*Текст для чтения*.
Вновь, как во времена Месмера и Калиостро, сначала высшие классы общества, а за ними некоторые близкие им по духу слои интеллигенции и легковерная масса мещанства, всегда старающегося ни в чем не быть «хуже людей» (под которыми они разумеют лишь «сильных мира»), начинают увлекаться разнообразнейшими формами мистики, среди которых мы опять обнаруживаем все ту же «древнюю восточную магию», хиромантию, астрологию. Повальный характер принимает увлечение спиритизмом. И вновь, как некогда, по всей Европе прокатывается молва о магнетизерах, среди которых особенно шумный успех сопутствует некоим Донато и Ганзену. Конечно, ни о работах Брэда, ни о книгах Льебо, в которых содержатся убедительные аргументы против «всемогущества магнетизма», широкой публике ничего не известно. А в то же время необыкновенные явления, демонстрирующиеся повсюду — в театральных залах и фешенебельных клубах, на сценах кафе и в салонах избранного общества неутомимыми и самонадеянными странствующими магнетизерами, снова дают обильный посев суеверий и предрассудков, будоража людское воображение.

*Представленный материал*.

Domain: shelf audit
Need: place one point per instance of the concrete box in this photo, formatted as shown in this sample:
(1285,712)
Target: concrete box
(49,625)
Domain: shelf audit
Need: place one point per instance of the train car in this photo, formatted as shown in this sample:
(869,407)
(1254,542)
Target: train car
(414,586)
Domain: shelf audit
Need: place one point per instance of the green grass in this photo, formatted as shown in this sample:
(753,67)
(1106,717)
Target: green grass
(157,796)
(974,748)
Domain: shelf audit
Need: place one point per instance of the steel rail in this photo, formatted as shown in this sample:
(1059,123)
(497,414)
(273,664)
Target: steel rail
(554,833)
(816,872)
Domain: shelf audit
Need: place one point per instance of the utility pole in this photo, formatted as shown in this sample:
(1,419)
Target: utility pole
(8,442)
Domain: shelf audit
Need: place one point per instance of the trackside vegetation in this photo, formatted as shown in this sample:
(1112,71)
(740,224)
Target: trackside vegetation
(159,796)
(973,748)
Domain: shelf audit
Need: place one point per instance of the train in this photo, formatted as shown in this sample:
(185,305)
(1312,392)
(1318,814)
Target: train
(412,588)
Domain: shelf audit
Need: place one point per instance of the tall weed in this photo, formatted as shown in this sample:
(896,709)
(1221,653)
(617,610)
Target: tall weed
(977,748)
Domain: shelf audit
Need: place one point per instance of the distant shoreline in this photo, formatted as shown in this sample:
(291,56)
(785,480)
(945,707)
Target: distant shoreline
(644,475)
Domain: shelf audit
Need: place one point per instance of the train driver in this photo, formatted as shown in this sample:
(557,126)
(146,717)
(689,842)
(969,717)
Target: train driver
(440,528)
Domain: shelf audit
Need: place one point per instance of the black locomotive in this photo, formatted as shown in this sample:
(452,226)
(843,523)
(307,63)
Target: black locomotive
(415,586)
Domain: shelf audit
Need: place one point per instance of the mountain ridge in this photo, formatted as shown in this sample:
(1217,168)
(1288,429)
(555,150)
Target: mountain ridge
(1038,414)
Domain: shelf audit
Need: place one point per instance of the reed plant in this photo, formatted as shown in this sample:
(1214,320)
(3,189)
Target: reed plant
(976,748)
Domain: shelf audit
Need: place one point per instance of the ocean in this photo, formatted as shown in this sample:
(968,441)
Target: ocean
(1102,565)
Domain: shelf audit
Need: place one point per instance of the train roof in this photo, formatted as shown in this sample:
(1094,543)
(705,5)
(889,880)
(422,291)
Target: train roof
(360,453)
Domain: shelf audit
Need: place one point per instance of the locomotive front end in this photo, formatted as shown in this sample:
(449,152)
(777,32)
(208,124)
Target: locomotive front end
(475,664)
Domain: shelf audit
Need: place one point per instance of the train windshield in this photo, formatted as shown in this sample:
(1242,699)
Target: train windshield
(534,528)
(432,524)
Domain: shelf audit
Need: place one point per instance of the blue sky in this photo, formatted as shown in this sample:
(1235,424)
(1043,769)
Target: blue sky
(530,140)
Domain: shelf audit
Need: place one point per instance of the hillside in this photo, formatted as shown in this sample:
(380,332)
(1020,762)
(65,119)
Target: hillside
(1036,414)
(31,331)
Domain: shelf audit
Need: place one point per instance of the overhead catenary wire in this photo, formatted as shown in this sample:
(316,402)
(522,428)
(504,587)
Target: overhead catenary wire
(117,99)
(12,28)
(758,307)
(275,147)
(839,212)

*Задание 1*. Каким двум магнетизерам, согласно тексту о повальном увлечении мистикой, особенно шумно сопутствовал успех в Европе?
*Задание 2*. Напишите, пожалуйста, продолжение текста о повальном увлечении мистикой, начиная сразу после его последнего предложения.

*Ответ 1*. Донато и Ганзену.

*Ответ 2*.
Передовые ученые не могли мириться с оживлением темных, обветшавших суеверий и твердой рукой срывали покров мистики с чудес магнетизма. Именно такое стремление дать немедленный отпор очередной форме возрождающихся суеверий было прямой причиной, побудившей выдающегося немецкого ученого, профессора физиологии и гистологии Бреславльского университета Рудольфа Гейденгайна самому заняться изучением гипноза.
Он воспроизводит в своих опытах целый ряд необычных эффектов, демонстрирующихся с эстрад в качестве чудес, доказывает их повторяемость и предлагает свое естественнонаучное объяснение. Гейденгайн как бы предвосхитил то понимание гипноза, которое позднее было дано Иваном Петровичем Павловым и его учениками. Гейденгайн предложил построенное на аналогиях с уже имеющимися в физиологии нервной системы данными представление о том, что «сущность гипноза составляет подавление деятельности нервных ячеек коркового слоя большого мозга». Но это была тогда лишь догадка, которую он не мог ничем доказать.
К этому времени в гипнологию лоцманами новых дорог приходят наши отечественные, русские исследователи. Воспитанные на передовых материалистических идеях революционных демократов 60—70-х годов, ученики и последователи отца русской физиологии всемирно признанного ученого Ивана Михайловича Сеченова, наши физиологи и врачи не только критически переосмыслили утвердившиеся взгляды на гипноз, но и пошли в своих исканиях дальше.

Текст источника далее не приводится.